■ **What you have to do**
Please render all of the entries below as a two-column CSV with the header entry,answer, one row per entry. Put each entry's text and its answer in a single quoted field apiece, with line breaks replaced by spaces.

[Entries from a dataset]
## Start
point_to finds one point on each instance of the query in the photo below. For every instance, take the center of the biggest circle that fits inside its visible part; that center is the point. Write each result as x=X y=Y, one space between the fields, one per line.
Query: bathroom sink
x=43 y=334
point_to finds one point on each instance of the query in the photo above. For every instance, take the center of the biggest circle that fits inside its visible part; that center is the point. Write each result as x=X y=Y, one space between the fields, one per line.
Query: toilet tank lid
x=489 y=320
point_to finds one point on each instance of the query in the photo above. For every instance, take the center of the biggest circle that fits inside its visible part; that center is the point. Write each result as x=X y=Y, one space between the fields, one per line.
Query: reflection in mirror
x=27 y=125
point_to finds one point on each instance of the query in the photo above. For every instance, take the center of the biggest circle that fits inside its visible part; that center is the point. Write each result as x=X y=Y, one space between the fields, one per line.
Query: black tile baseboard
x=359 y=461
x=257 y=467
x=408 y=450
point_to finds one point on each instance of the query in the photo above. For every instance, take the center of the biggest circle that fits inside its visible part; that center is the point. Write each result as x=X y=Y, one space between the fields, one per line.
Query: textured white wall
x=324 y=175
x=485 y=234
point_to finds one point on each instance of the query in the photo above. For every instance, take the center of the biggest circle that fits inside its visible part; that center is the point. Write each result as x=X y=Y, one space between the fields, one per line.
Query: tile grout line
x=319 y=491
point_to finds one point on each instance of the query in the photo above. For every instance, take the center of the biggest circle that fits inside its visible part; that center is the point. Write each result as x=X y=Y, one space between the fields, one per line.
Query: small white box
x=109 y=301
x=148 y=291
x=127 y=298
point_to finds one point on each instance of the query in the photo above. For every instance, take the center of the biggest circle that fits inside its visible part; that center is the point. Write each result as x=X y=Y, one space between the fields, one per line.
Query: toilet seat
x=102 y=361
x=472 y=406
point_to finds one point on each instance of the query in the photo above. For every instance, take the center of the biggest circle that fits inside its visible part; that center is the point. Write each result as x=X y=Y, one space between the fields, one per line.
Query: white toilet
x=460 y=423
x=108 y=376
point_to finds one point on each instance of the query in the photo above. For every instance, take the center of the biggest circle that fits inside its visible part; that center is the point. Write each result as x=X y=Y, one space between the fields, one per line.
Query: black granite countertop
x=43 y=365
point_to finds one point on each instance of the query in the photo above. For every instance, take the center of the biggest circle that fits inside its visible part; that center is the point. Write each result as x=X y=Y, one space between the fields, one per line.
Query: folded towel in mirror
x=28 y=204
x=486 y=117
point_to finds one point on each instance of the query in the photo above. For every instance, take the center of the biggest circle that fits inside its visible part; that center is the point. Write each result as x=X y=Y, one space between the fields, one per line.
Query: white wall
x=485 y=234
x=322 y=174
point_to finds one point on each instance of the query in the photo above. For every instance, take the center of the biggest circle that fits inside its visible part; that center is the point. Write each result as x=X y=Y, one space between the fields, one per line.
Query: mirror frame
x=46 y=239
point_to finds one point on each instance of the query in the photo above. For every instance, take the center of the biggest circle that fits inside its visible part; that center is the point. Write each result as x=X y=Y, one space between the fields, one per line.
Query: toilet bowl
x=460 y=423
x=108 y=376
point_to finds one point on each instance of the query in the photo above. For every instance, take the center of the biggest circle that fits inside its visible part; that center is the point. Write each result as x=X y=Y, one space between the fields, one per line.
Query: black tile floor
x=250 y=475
## End
■ **The reply**
entry,answer
"point_to finds one point on each instance of the query in the photo below. For every instance, take the center of the biggest circle that fits inside its visible part; that center is the point. Write each result as x=X y=Y, one space between the fields, one per line. Query: bathroom sink","x=43 y=334"
"point_to finds one point on each instance of the query in the photo above. For every instance, take the center of the biggest circle that fits inside its visible part; that center is the point. Write each result as x=X y=Y, one space between the fields, one per line. Query: toilet tank lid","x=489 y=320"
"point_to finds one point on each instance of the query in the photo above. For every instance, take the center of the biggest circle that fits inside its visible part; that center is the point. Write each result as x=X y=Y, one space between the fields, one per line. Query: reflection in mirror","x=27 y=125"
"point_to finds one point on each instance of the query in the photo above. For every instance, take the center of the biggest circle that fits inside its visible part; that center is the point. Write each result as x=X y=Y, one space between the fields, one per line. Query: black tile baseboard","x=359 y=461 x=257 y=467 x=408 y=450"
"point_to finds one point on each instance of the query in the photo above. For every instance, take the center of the biggest circle that fits inside its visible part; that center is the point. Write each result as x=X y=Y, one space between the fields, one per line. Query: textured white wall","x=324 y=175 x=485 y=234"
"point_to finds one point on each instance of the query in the photo above. For every instance, take the center of the biggest circle that fits inside its visible part; that center is the point. Write each result as x=X y=Y, one space between the fields, one per line. Query: tile grout line","x=319 y=491"
"point_to finds one point on each instance of the query in the photo above. For every instance, take the center of the biggest circle that fits inside its visible part; that center is the point. Write each result as x=X y=Y, one space between the fields, one per line. Query: small white box","x=109 y=301 x=148 y=291 x=127 y=298"
"point_to finds one point on each instance of the query in the photo above. For every instance, take the center of the biggest circle that fits inside its visible part; that center is the point. Write each result as x=X y=Y, one space between the fields, one per line. Query: toilet seat","x=102 y=361 x=472 y=406"
"point_to finds one point on each instance of the query in the photo above. For every instance, take the center of the biggest circle that fits inside its visible part; that center is the point. Write each result as x=X y=Y, one space between the fields, one per line. Query: white toilet","x=460 y=423 x=108 y=376"
"point_to finds one point on each instance of the query in the photo above. For every instance, take the center of the biggest circle that fits inside its visible part; that center is the point. Write each result as x=X y=Y, one space between the fields, one per line. Query: black granite countertop","x=43 y=365"
"point_to finds one point on each instance of the query in the photo above. For every instance, take the center of the biggest circle that fits inside its visible part; that center is the point. Write each result as x=X y=Y, one space between the fields, one per line. Query: folded towel in mirror","x=28 y=204 x=486 y=117"
"point_to finds one point on each instance of the query in the photo above. For every instance, take the center of the biggest circle that fits inside its visible part; that center is the point. Write each result as x=X y=Y, one space between the fields, one per line. Query: white wall","x=485 y=234 x=322 y=174"
"point_to finds one point on each instance of the query in the photo above. For every instance, take the center of the biggest circle that fits inside its visible part; that center is the point. Write each result as x=X y=Y, one space between the fields, one per line. Query: mirror frame","x=46 y=239"
"point_to finds one point on each instance of the query in the photo above. For every instance, take the center of the biggest circle that fits inside its visible part; that center is the point. Write each result as x=X y=Y, one space between the fields, one per line. Query: toilet bowl","x=460 y=423 x=108 y=376"
"point_to finds one point on each instance of the query in the photo above. For every instance, take the center of the biggest circle that fits inside its visible part; that center is the point. Write each result as x=X y=Y, one space between the fields, one per line. Query: black tile floor","x=250 y=475"